The entries below should appear again in your reply, word for word.

==============================

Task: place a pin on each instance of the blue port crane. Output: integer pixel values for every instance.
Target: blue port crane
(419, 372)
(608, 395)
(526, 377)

==============================

- [OUTPUT FOR THIS TASK]:
Task: place a pin on each instance of the blue port crane. Output: integer pixel values for every instance.
Target: blue port crane
(419, 372)
(608, 395)
(526, 377)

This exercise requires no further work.